### WHAT IS REQUIRED
Could you output only the lines from the one containing "Target: brown grass" through the last line of the data, both included?

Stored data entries
━━━━━━━━

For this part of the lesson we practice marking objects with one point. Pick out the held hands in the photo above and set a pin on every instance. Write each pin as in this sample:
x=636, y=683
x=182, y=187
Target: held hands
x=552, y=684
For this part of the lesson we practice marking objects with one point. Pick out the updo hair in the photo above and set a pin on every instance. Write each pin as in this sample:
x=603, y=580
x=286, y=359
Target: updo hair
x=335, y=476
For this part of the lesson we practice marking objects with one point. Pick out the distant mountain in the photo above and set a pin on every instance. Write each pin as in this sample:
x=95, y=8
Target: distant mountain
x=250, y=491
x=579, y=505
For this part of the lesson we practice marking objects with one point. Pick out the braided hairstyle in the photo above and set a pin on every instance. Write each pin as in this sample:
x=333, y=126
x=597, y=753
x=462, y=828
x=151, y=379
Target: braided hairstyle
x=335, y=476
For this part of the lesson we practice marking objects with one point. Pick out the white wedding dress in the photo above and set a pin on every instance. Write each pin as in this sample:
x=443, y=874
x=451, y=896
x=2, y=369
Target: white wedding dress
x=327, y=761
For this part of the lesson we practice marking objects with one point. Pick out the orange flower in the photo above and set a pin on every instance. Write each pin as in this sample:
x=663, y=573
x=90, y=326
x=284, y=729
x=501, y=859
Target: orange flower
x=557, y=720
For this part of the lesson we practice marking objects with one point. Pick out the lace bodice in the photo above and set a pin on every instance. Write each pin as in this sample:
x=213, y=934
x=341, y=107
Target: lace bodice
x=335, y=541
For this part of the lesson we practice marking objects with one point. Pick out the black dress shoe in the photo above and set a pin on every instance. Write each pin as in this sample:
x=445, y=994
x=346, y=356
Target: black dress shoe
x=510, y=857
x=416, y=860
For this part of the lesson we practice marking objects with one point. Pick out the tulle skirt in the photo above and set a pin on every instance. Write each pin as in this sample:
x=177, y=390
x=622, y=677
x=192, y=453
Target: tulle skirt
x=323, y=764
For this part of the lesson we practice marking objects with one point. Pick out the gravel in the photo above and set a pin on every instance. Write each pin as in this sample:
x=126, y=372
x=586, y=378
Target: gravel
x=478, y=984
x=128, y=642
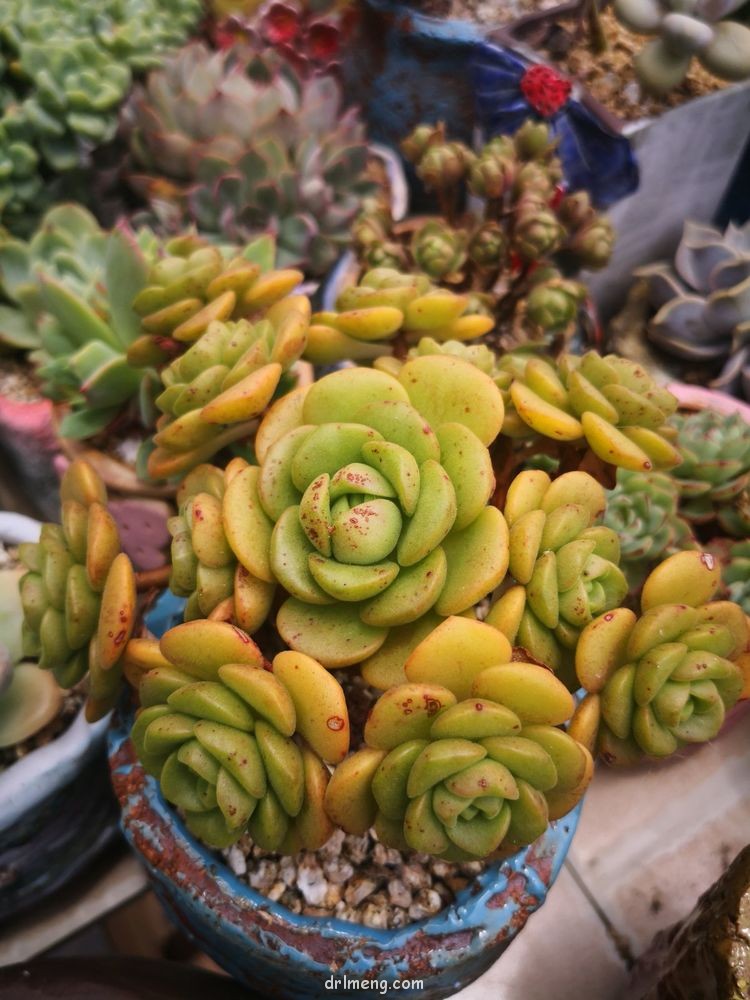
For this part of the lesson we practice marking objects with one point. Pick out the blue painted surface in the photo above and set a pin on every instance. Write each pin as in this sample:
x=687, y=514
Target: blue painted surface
x=264, y=945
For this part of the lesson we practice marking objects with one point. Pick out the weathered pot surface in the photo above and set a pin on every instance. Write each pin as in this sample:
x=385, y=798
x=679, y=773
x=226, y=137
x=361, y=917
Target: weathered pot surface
x=284, y=955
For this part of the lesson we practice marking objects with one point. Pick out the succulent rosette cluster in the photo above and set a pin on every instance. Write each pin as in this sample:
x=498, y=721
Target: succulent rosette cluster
x=714, y=475
x=239, y=748
x=387, y=307
x=79, y=594
x=564, y=564
x=463, y=760
x=370, y=504
x=610, y=404
x=667, y=677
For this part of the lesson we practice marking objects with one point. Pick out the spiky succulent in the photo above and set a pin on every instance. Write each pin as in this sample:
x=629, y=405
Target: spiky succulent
x=700, y=322
x=517, y=255
x=65, y=68
x=608, y=403
x=238, y=145
x=370, y=504
x=223, y=382
x=385, y=307
x=218, y=730
x=79, y=596
x=73, y=284
x=565, y=565
x=465, y=767
x=665, y=678
x=714, y=477
x=684, y=32
x=642, y=510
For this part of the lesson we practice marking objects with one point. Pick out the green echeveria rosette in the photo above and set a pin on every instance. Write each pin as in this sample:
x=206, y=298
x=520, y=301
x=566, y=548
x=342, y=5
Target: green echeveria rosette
x=667, y=678
x=463, y=779
x=715, y=472
x=564, y=563
x=222, y=735
x=371, y=507
x=642, y=511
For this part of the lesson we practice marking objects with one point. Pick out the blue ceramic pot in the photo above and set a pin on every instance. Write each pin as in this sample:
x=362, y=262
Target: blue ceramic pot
x=279, y=954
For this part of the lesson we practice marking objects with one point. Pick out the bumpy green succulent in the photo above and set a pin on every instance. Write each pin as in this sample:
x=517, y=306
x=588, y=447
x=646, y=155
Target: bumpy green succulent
x=564, y=563
x=715, y=473
x=737, y=575
x=684, y=32
x=235, y=143
x=370, y=504
x=79, y=596
x=668, y=677
x=466, y=767
x=642, y=511
x=65, y=68
x=223, y=382
x=700, y=326
x=205, y=567
x=518, y=253
x=73, y=284
x=608, y=403
x=218, y=731
x=387, y=306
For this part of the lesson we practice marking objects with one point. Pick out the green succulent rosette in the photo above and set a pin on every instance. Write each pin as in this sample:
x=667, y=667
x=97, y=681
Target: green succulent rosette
x=237, y=747
x=565, y=565
x=79, y=594
x=370, y=507
x=714, y=475
x=610, y=404
x=463, y=779
x=666, y=678
x=642, y=511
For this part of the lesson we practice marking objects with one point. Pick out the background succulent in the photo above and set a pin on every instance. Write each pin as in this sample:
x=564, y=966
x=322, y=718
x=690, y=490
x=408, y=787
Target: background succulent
x=609, y=403
x=684, y=32
x=463, y=777
x=65, y=68
x=642, y=510
x=72, y=286
x=700, y=327
x=79, y=595
x=668, y=677
x=386, y=309
x=237, y=144
x=370, y=504
x=517, y=253
x=714, y=476
x=218, y=731
x=564, y=564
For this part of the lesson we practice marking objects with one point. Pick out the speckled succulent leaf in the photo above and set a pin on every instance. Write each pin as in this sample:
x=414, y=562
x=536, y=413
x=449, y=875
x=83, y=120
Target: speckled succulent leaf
x=223, y=746
x=468, y=775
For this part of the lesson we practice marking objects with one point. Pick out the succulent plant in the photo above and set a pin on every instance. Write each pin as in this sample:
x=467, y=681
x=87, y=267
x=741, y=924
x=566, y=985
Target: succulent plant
x=642, y=510
x=737, y=575
x=65, y=69
x=225, y=380
x=667, y=678
x=466, y=764
x=684, y=32
x=369, y=506
x=235, y=143
x=387, y=306
x=518, y=253
x=79, y=596
x=700, y=325
x=564, y=564
x=608, y=403
x=73, y=284
x=714, y=477
x=218, y=731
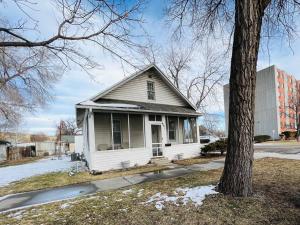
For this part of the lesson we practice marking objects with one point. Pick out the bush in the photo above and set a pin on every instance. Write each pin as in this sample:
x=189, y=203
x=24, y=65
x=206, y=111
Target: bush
x=261, y=138
x=219, y=145
x=290, y=134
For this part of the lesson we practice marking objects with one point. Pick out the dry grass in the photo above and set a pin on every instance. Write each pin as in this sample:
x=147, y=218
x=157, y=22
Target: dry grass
x=57, y=179
x=276, y=183
x=19, y=161
x=199, y=160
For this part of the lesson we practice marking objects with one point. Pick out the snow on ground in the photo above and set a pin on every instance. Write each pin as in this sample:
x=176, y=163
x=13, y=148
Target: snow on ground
x=196, y=195
x=260, y=155
x=14, y=173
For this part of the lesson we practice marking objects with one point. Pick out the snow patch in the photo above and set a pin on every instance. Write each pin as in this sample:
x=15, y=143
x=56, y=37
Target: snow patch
x=65, y=206
x=140, y=192
x=14, y=173
x=184, y=195
x=127, y=191
x=17, y=215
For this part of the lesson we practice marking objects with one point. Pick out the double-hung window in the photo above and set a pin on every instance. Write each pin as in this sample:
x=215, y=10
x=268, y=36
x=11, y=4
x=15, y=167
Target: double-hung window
x=172, y=128
x=117, y=132
x=150, y=90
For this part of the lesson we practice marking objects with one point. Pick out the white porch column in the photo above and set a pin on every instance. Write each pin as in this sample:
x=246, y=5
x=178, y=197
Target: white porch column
x=91, y=131
x=128, y=126
x=198, y=134
x=112, y=131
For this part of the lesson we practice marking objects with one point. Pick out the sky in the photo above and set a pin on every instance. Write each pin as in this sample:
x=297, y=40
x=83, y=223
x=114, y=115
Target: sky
x=76, y=86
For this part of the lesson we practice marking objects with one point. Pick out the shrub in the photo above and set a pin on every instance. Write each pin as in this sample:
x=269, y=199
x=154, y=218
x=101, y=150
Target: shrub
x=261, y=138
x=219, y=145
x=290, y=134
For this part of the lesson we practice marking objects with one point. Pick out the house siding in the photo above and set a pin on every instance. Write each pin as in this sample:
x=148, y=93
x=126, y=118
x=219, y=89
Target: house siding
x=136, y=90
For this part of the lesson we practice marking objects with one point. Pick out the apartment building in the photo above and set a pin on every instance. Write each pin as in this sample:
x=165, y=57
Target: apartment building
x=276, y=97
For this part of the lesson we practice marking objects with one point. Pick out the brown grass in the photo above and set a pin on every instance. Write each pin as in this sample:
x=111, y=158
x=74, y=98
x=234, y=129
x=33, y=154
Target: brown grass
x=276, y=185
x=199, y=160
x=19, y=161
x=57, y=179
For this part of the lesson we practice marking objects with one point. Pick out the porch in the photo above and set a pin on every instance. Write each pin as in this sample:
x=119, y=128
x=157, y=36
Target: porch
x=135, y=139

━━━━━━━━

### WRITTEN REPLY
Target: brown grass
x=276, y=185
x=199, y=160
x=19, y=161
x=57, y=179
For this part of the lesson we practice marking objects with one point. Pick out the porch in the photo above and set a pin on every instance. Write each pin as in this sample:
x=119, y=128
x=157, y=36
Target: porch
x=135, y=139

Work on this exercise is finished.